__Reading passage__
=== Section Start ===

Fiji women's groups united against sexual violence
Fiji women's groups say the country's high rates of gender-based sexual violence exacerbated by natural disaster, enhance the vulnerability of women and children.
Transcript
Women's groups in Fiji are calling for more to be done to combat sexual violence.
They say Fiji's very high rates of gender-based and sexual violence, and the aftermath of natural disaster, adds to the vulnerability of women and children.
This was highlighted by the recent rape and murder of a 14-year-old girl in Pacific Harbour.
Dominic Godfrey has more:
The killing has helped galvanise the push by women's rights groups' for greater vigilance as the country struggles with the aftermath of cyclone Winston. The executive director of the Fiji Women's Rights Movement says gender based violence is very much a feature of women's lives in post-cyclone Fiji. Tara Chetty says it's an issue that is exacerbated by crisis.
TARA CHETTY: And we've also seen the reality of gender based violence and sexual violence in evacuation centres during this crisis as well, which has again brought the issue to national attention.
She says international best-practice protocols are in place in the evacuation centres but the breakdown of infrastructure creates greater risk.
TARA CHETTY: Where women and girls are now having to walk long distances to collect water, that can make them vulnerable, not just perhaps to violence but also to injury and other factors.

=== Section End ===

__Problem details__
According to the transcript on sexual violence in Fiji, who is the executive director of the Fiji Women's Rights Movement? The records come from a different source than the transcript.

(Referring expression data)
=== Section Start ===

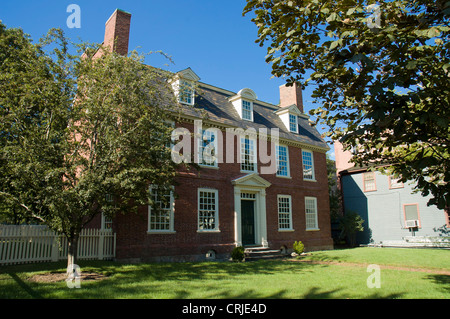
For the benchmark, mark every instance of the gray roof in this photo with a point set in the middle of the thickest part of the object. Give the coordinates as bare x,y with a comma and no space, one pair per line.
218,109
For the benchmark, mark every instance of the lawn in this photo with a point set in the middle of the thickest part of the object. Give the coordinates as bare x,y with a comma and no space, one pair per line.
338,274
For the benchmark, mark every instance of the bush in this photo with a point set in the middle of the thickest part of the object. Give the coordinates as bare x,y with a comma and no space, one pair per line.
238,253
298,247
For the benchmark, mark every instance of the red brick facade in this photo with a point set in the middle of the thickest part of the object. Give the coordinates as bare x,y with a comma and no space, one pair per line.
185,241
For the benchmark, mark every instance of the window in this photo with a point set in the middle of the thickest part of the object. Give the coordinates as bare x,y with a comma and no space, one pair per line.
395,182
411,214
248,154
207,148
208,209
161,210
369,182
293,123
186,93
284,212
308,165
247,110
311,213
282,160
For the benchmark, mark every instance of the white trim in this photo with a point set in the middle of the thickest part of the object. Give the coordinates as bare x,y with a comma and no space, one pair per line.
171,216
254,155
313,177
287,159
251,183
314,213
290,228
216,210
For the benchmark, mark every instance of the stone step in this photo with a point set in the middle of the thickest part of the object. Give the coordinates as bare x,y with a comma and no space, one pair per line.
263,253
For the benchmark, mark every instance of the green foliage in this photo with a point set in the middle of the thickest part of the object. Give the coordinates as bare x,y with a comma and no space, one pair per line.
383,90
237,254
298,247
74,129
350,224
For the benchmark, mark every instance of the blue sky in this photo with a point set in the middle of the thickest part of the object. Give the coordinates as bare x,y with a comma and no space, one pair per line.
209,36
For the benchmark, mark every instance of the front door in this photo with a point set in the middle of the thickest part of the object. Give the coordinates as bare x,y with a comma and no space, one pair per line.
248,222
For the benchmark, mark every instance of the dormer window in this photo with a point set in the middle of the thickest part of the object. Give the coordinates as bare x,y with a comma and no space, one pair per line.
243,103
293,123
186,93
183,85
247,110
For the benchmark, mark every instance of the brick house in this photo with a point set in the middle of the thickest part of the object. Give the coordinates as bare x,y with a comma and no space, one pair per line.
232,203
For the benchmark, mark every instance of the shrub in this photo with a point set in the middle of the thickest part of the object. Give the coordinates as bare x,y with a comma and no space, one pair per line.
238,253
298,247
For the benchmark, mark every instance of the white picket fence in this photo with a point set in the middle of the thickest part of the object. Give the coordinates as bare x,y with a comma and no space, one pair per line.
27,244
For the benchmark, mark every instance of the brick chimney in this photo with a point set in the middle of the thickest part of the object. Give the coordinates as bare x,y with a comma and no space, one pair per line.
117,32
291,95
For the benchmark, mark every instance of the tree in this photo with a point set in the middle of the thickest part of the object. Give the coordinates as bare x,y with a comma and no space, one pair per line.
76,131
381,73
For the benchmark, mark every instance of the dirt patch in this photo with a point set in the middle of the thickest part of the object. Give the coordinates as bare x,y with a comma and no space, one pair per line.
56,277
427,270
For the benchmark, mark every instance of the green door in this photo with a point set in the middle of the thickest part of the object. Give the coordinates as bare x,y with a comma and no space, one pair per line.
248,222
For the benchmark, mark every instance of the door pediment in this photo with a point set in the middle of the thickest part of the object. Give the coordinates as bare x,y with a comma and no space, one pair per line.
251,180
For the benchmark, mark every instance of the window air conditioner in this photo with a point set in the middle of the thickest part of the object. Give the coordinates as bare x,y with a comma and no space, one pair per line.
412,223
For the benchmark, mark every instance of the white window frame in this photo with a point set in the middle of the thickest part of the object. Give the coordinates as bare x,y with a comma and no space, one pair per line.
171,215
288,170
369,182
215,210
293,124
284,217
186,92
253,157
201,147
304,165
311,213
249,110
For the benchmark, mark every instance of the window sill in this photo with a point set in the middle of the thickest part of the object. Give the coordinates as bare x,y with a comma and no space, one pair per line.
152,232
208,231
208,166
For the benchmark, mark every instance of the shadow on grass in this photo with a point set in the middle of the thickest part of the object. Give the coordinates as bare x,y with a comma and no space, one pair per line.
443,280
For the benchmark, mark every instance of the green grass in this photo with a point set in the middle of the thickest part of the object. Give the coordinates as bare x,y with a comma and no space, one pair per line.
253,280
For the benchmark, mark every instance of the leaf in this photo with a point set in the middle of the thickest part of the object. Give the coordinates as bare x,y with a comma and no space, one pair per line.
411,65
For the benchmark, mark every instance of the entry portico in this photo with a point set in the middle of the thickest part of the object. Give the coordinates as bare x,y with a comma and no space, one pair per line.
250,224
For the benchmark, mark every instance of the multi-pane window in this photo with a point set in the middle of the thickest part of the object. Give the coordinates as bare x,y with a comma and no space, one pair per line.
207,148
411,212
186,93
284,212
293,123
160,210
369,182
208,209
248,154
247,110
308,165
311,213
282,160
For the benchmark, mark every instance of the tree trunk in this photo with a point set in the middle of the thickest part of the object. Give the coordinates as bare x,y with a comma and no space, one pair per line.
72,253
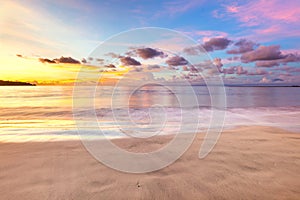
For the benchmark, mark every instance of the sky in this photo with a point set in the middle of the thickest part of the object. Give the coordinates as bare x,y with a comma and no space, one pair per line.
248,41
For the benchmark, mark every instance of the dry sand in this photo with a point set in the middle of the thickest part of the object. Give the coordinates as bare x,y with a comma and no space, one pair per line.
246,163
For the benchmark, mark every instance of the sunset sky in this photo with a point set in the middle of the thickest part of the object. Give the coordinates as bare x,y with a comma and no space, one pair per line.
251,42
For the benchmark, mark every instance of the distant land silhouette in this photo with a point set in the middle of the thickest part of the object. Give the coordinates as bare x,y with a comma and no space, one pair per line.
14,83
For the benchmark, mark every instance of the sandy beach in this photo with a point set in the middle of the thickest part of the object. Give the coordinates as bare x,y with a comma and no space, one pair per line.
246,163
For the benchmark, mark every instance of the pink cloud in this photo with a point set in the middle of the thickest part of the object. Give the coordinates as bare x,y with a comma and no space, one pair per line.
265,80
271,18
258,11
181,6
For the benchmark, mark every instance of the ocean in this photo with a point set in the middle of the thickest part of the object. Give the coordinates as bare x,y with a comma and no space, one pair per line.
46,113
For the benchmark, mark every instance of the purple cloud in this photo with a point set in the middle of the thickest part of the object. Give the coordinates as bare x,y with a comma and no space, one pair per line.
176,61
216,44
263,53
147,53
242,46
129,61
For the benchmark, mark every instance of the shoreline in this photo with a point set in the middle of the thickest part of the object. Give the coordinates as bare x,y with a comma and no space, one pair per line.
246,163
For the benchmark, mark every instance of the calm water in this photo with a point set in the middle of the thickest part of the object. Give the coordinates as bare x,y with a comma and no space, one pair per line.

=== Section End ===
=== Section Start ===

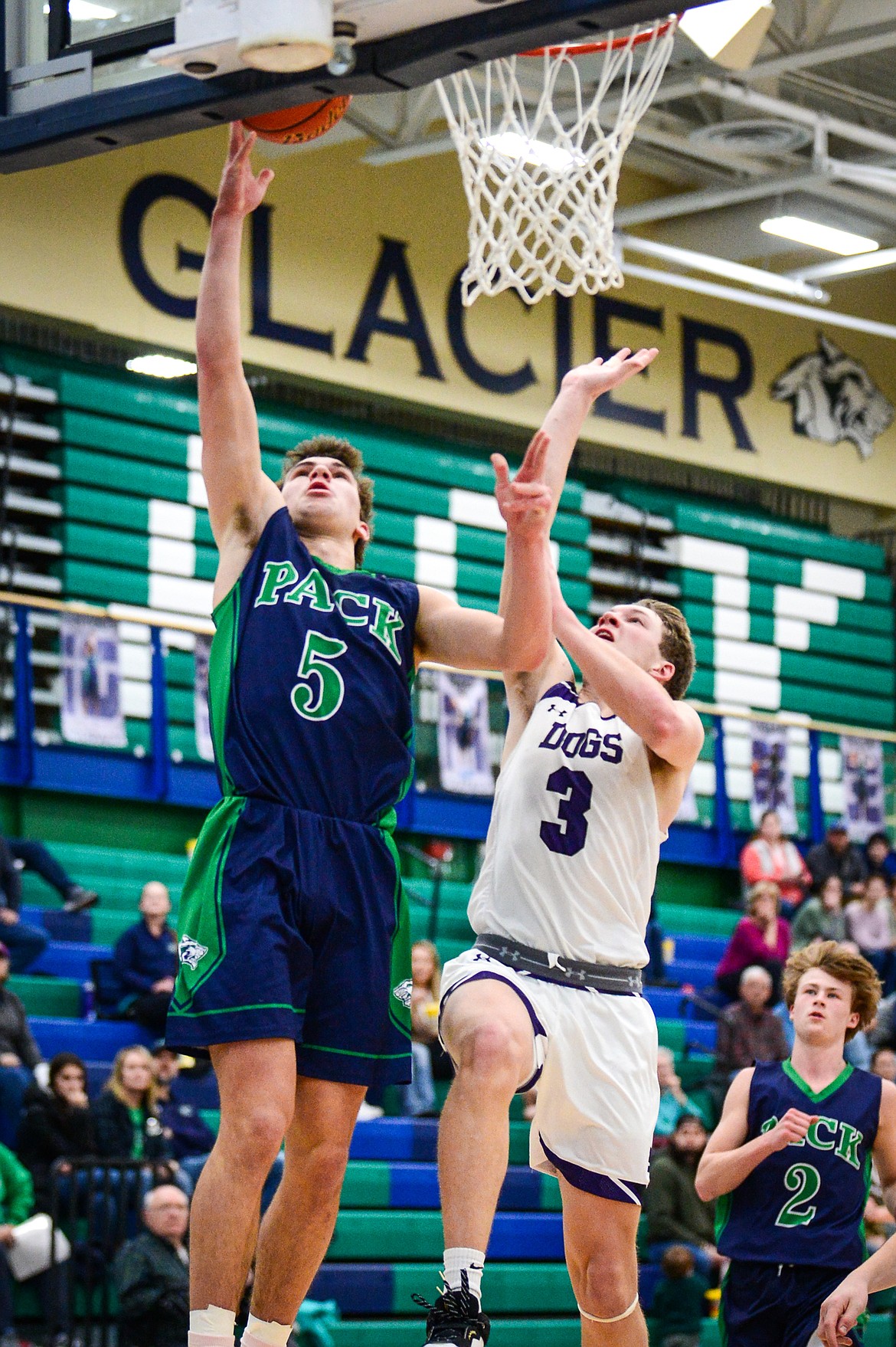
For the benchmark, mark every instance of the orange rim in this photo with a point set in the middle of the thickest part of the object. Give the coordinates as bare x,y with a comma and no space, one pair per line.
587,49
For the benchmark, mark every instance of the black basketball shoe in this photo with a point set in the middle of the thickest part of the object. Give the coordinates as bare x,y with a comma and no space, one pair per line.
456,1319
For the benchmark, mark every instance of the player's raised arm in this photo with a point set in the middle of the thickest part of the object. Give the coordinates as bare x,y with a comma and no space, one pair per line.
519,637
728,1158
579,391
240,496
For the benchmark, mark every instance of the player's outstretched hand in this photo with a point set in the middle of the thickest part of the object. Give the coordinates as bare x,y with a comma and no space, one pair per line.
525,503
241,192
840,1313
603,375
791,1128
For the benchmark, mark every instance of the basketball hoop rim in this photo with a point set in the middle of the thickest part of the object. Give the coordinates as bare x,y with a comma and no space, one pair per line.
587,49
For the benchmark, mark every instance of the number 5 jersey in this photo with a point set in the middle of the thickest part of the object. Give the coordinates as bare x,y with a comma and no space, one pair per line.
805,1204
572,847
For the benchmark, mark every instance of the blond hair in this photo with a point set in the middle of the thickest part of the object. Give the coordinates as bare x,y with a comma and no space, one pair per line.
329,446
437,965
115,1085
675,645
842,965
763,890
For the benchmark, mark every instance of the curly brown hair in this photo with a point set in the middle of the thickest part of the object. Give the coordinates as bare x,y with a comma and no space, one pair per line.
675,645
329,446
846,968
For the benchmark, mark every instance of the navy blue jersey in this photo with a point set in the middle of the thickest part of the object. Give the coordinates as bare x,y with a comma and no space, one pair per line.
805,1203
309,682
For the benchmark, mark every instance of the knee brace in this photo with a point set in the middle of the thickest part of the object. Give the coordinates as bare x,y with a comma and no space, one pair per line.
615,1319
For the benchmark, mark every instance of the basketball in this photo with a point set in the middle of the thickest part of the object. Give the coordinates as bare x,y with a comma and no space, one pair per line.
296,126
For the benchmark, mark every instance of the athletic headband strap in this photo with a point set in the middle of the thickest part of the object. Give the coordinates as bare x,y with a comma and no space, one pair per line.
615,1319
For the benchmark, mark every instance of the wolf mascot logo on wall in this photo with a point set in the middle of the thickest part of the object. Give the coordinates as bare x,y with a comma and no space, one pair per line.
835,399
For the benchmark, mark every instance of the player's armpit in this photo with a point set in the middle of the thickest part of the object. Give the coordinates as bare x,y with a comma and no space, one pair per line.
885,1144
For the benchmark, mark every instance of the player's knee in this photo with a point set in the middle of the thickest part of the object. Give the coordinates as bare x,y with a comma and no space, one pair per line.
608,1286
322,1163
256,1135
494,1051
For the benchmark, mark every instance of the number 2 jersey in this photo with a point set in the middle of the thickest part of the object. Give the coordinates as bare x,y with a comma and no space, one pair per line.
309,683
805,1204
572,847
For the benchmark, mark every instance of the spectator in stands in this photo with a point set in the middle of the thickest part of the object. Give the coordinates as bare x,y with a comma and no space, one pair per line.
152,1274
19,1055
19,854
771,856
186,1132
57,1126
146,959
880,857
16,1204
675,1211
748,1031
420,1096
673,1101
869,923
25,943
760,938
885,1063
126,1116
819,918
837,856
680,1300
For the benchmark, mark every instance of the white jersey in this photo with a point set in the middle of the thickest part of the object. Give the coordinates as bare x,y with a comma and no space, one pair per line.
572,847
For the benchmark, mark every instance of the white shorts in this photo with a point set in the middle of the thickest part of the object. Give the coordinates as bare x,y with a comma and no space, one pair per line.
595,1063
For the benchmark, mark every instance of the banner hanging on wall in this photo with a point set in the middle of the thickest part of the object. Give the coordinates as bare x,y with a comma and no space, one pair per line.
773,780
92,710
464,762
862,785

=== Section End ===
=== Section Start ===

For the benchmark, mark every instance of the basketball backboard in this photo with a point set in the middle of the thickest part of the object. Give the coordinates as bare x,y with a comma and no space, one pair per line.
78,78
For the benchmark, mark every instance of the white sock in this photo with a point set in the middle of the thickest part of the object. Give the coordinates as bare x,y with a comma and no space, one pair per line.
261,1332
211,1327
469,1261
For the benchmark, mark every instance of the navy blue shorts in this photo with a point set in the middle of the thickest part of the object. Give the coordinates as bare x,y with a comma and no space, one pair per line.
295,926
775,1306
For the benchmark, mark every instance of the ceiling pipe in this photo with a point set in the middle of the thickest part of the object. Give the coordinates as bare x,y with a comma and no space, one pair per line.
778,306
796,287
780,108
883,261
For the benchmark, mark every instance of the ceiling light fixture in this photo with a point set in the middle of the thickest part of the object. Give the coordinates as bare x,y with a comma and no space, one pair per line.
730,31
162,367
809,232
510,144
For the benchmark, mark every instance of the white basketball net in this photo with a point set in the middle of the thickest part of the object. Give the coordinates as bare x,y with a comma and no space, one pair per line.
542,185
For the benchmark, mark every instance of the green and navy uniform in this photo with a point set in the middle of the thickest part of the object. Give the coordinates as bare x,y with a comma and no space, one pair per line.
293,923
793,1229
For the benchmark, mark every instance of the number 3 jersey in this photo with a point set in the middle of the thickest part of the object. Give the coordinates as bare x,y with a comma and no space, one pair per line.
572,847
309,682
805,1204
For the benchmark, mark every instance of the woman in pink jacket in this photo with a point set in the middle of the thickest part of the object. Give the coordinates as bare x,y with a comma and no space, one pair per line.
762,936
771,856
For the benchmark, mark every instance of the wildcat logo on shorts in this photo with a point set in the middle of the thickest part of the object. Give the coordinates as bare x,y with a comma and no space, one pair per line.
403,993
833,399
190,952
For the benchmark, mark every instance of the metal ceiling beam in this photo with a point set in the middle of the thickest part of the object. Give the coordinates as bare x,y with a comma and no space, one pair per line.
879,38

=== Section End ===

__Response to the task__
Tara Chetty